··· TEXTAUSZUG

Mit Blick auf die Diskussion um „verbessernde“ Technologien ist nicht nur ihre gesellschaftliche Kontextualisierung relevant. Im Verlauf des Workshops geriet auch das Verständnis von Normalität selbst immer wieder in die Diskussion. Die Erfahrungen von Menschen mit Behinderungen zeigen, dass die erlebte Normalität einzelner Menschen von statistisch ermittelten Werten stark abweichen kann. Gleichzeitig kann Normalität nur im Verhältnis zu etwas anderem bestimmt werden, zum Beispiel in Abgrenzung zu Behinderung, Krankheit, oder auch überdurchschnittlicher Leistung. Die Unterscheidung zwischen Therapie und Enhancement, die immer einen Bezug zu Normalität herstellen muss, wird vor diesem Hintergrund erneut problematisch. Jackie Leach Scully verwies in ihrem Vortrag auf die normativen Dimensionen therapeutischer Interventionen. Unter Ausblendung der Perspektiven von Menschen mit Behinderungen werde Behinderung immer wieder als etwas dargestellt, dass es zu überwinden gelte. Hier wäre zu diskutieren, ob der Begriff der „verändernden“ Interventionen gegenüber einer klaren Zuordnung als therapeutisch oder „verbessernd“ eine neue Perspektive auf die Diskussion bieten kann. Gleichzeitig, so machte Katrin Grüber deutlich, sei die Anerkennung bestimmter Maßnahmen als therapeutischer Interventionen z.B. in Bezug auf die Kostenübernahme politisch relevant.

Grundsätzlich müsse in der Betrachtung des Enhancement zwischen Enhancement als Idee oder Vorstellung und Enhancement als konkreter Praxis unterschieden werden, betonte Ursula Naue. Mit einem solchen Verständnis hob Alfred Nordmann in seinem Beitrag hervor, dass sich die Aufmerksamkeit in der Debatte stärker darauf konzentrieren müsse, welche technischen Möglichkeiten tatsächlich existierten. Während die Zukunft immer nur Gegenstand von Spekulationen sein kann, erlaubt und gebietet die Gegenwart die Möglichkeit zur bewussten Steuerung der biotechnologischen Entwicklungen und ihrer Anwendungen.

······
··· ZU PRÜFENDE DATEN

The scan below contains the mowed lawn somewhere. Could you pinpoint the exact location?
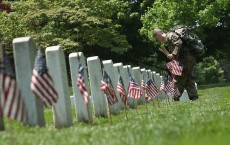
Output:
[0,84,230,145]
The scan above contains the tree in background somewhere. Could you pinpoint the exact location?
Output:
[140,0,230,81]
[0,0,131,59]
[196,56,224,84]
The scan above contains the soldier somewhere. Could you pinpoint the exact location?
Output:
[152,28,198,101]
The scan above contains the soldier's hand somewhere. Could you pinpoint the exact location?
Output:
[167,54,174,60]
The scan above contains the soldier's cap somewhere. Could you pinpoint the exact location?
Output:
[152,28,163,38]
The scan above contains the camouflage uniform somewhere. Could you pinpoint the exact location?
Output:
[166,32,198,101]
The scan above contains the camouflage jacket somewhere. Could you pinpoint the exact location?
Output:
[166,32,182,58]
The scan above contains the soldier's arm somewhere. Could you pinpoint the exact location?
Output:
[171,33,182,57]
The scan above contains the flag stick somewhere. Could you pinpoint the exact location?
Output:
[9,119,14,145]
[86,103,93,126]
[0,115,5,131]
[108,104,112,124]
[157,94,160,108]
[125,105,128,121]
[143,88,149,113]
[0,40,5,131]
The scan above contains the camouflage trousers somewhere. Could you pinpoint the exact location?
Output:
[174,55,198,101]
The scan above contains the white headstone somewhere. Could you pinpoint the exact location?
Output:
[113,63,125,109]
[155,73,162,99]
[159,76,167,99]
[69,52,93,123]
[180,90,189,101]
[87,56,108,117]
[141,68,148,101]
[13,37,45,126]
[132,67,145,104]
[46,46,73,128]
[122,65,135,108]
[102,60,121,114]
[70,96,75,107]
[0,75,5,131]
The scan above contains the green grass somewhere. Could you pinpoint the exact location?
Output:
[0,84,230,145]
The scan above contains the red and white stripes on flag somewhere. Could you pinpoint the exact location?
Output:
[30,49,58,107]
[0,73,28,123]
[160,78,167,93]
[128,75,142,99]
[165,78,174,95]
[30,69,58,107]
[101,71,118,105]
[77,63,89,105]
[146,78,159,100]
[166,59,183,76]
[117,75,127,106]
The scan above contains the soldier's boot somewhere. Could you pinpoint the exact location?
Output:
[189,96,199,101]
[173,97,180,101]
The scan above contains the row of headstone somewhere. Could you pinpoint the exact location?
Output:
[7,37,190,128]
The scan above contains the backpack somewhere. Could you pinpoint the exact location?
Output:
[170,25,205,57]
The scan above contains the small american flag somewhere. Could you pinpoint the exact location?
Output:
[77,63,89,105]
[146,78,159,99]
[166,59,183,76]
[101,71,118,105]
[128,74,142,99]
[160,77,167,93]
[117,75,127,106]
[166,76,180,96]
[0,51,28,123]
[30,49,58,107]
[165,76,174,95]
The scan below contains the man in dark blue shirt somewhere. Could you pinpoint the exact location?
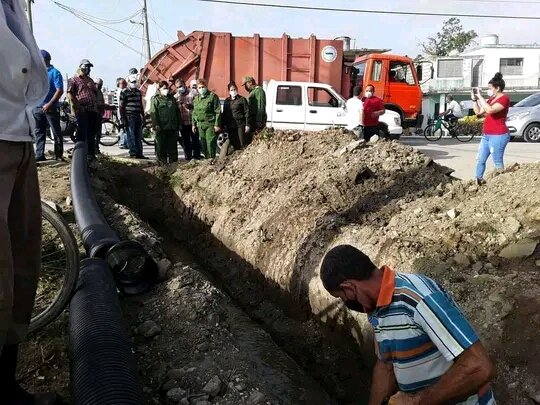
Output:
[34,50,64,162]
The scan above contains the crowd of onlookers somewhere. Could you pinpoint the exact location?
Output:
[34,50,266,163]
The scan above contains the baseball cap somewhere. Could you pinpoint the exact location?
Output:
[79,59,94,67]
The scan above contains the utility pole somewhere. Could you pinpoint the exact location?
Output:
[25,0,34,33]
[143,0,152,60]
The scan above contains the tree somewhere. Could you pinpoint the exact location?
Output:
[420,17,478,56]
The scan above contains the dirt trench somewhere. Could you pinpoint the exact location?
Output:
[98,132,540,405]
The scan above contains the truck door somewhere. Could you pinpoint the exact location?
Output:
[383,60,422,120]
[306,85,346,131]
[271,84,306,130]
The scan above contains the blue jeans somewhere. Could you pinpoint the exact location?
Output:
[77,111,98,159]
[127,115,143,157]
[476,134,510,179]
[33,107,64,159]
[119,128,127,148]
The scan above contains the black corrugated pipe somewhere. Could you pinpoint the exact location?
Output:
[71,142,120,258]
[69,259,143,405]
[71,142,158,295]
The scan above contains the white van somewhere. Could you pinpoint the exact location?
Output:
[265,80,403,138]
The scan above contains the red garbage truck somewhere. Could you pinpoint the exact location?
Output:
[141,31,422,127]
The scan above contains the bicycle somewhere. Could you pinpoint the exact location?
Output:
[29,201,79,332]
[424,116,474,142]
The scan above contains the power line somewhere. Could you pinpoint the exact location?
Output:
[53,1,141,25]
[450,0,540,5]
[53,1,166,46]
[53,1,142,55]
[195,0,540,20]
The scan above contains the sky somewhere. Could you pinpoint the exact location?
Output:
[33,0,540,88]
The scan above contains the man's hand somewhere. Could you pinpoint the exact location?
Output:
[388,391,420,405]
[42,103,51,113]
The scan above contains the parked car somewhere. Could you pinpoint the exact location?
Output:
[265,80,403,139]
[506,93,540,142]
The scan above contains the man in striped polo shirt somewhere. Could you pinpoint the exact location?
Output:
[119,74,148,159]
[321,245,495,405]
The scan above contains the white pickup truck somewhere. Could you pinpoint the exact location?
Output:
[264,80,403,139]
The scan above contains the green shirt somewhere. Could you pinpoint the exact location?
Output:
[248,86,266,128]
[193,92,221,127]
[150,94,181,131]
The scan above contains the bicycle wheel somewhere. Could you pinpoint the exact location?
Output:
[143,127,156,146]
[29,201,79,332]
[424,124,443,142]
[99,120,120,146]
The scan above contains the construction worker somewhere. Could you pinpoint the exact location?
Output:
[242,76,266,140]
[192,79,221,159]
[0,0,59,405]
[150,81,181,164]
[67,59,99,160]
[320,245,496,405]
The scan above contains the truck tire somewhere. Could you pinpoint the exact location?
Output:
[523,123,540,143]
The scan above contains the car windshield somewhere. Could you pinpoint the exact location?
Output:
[514,93,540,107]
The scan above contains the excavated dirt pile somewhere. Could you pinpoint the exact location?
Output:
[99,131,540,404]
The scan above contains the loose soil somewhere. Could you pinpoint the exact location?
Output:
[102,131,540,404]
[21,131,540,405]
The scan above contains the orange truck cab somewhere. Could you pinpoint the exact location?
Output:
[351,53,422,128]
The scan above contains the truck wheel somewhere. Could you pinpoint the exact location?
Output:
[523,123,540,142]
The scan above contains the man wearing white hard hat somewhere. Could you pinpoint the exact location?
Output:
[68,59,98,160]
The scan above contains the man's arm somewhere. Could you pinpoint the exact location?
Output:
[391,291,494,405]
[368,359,397,405]
[416,342,495,405]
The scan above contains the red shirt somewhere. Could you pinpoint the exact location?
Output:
[362,96,385,127]
[483,94,510,135]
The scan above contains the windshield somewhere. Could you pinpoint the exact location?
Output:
[514,93,540,107]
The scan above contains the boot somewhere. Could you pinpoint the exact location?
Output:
[0,345,62,405]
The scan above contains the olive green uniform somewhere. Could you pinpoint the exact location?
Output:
[223,96,249,150]
[248,86,266,130]
[192,91,221,159]
[150,94,182,163]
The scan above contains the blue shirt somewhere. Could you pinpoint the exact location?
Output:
[40,65,64,108]
[369,267,495,405]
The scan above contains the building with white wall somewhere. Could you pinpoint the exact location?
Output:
[420,35,540,123]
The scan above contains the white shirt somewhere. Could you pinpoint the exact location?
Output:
[447,100,463,118]
[0,0,49,142]
[346,97,364,131]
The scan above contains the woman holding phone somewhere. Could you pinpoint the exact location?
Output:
[471,73,510,185]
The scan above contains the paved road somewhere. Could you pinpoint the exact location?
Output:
[402,136,540,179]
[47,136,540,179]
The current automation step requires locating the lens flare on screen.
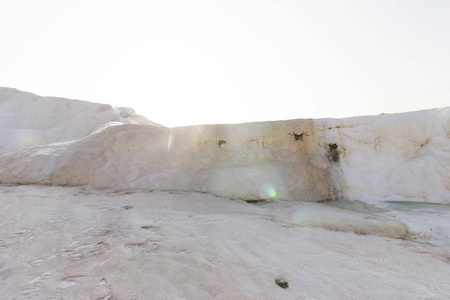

······

● **AUFGABENLISTE**
A) Wer betont im Text über Enhancement, man müsse zwischen Enhancement als Idee oder Vorstellung und Enhancement als konkreter Praxis unterscheiden?
B) Knüpfe an den Text über Enhancement an und schreibe ihn nach seinem letzten Satz weiter.

● **ANTWORTEN**
A) Ursula Naue

B)
Das Spannungsverhältnis zwischen Ideen und Vorstellungen auf der einen und konkreter Praxis auf der anderen Seite wurde auch in Hinsicht auf (technisch vermittelte) Bilder von Körpern und Körpererfahrungen diskutiert. Unser Erleben und Verständnis von Körperlichkeit und verändernden Technologien muss im Zusammenhang mit den über sie kursierenden Bildern und Narrativen gedacht werden. Filme, Geschichten und Utopien beeinflussen Wünsche und Bedürfnisse genau wie bestimmte Entwicklungen von Wünschen und Utopien geleitet werden (können). Gleichzeitig, so argumentierte Christina Schües in ihrem Vortrag, ist jede menschliche Erfahrung nur im Verhältnis und in Beziehung zur Welt denkbar.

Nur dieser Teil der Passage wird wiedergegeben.